Word for word, transcribe every line below.

Material for this exercise: Begin

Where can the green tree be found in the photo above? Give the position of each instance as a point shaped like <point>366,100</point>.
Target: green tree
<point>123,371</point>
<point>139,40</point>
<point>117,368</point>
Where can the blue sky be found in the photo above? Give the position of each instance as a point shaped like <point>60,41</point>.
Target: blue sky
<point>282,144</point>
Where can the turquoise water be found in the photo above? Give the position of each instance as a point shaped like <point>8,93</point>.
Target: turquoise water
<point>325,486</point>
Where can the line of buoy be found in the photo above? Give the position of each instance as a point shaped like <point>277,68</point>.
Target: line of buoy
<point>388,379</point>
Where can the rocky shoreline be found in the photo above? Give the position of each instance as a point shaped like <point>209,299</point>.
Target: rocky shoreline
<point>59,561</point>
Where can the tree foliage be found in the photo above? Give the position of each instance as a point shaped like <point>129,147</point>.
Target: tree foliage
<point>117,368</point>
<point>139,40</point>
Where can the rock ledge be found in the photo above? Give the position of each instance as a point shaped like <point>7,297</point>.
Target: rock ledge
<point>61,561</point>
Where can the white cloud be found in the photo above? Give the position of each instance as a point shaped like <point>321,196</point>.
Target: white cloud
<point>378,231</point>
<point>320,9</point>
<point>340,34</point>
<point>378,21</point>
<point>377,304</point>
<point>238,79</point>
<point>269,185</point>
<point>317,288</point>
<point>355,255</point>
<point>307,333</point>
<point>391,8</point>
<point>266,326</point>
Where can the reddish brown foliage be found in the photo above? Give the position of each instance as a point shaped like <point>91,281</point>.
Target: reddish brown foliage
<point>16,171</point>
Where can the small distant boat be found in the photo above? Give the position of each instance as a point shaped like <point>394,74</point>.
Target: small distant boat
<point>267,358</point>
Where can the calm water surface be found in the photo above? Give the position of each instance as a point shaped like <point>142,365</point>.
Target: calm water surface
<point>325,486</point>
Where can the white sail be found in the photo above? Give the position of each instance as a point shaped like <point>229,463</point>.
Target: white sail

Material for this exercise: End

Response to the exercise -
Where can the green tree be found in the photo above? Give the position of each instance as a point shaped like <point>366,100</point>.
Target: green tree
<point>123,371</point>
<point>139,40</point>
<point>117,368</point>
Where can the blue sky be found in the photo above? Give the position of each instance as a point shaped like <point>60,41</point>.
Target: blue sky
<point>282,144</point>
Where can the turquoise water be found in the photo above? Give the position of each instance as a point shaped like <point>8,93</point>.
Target: turquoise water
<point>325,486</point>
Where can the line of buoy be found in the photo above? Give the position of each instance as a point shaped like <point>277,68</point>.
Target: line of buoy
<point>388,379</point>
Where can the rocky shoreline be found in the photo above? Give the position of each instance as a point shaped like <point>209,299</point>.
Target: rocky shoreline
<point>59,561</point>
Where can the tree foliage be found in the photo above? Give the position of each instance as a point shaped like <point>129,147</point>.
Target: tree foliage
<point>117,368</point>
<point>139,40</point>
Where can the rock ledge be found in the photo above? Give the position of each instance as a point shaped like <point>7,297</point>.
Target: rock ledge
<point>61,561</point>
Where can the white cloud be found in the photo above? Give the position of each instance as a point shaped like <point>321,196</point>.
Target: white cloud
<point>378,231</point>
<point>320,9</point>
<point>340,34</point>
<point>378,21</point>
<point>377,304</point>
<point>238,79</point>
<point>269,185</point>
<point>317,288</point>
<point>355,255</point>
<point>307,333</point>
<point>391,8</point>
<point>266,326</point>
Where can the reddish brown foliage be found in the photo above? Give the position of each instance as a point shaped like <point>91,281</point>.
Target: reddish brown foliage
<point>16,171</point>
Where can the small distant boat be found in the photo above? Give the position of each instance as a point shaped like <point>394,74</point>.
Target: small distant boat
<point>267,358</point>
Where can the calm water surface be found in the photo above? Give the position of each instance as a point shaped like <point>142,365</point>.
Target: calm water surface
<point>325,486</point>
Where can the white sail be found in the photo above? Give the position of each instance as a point shaped like <point>229,463</point>.
Target: white sail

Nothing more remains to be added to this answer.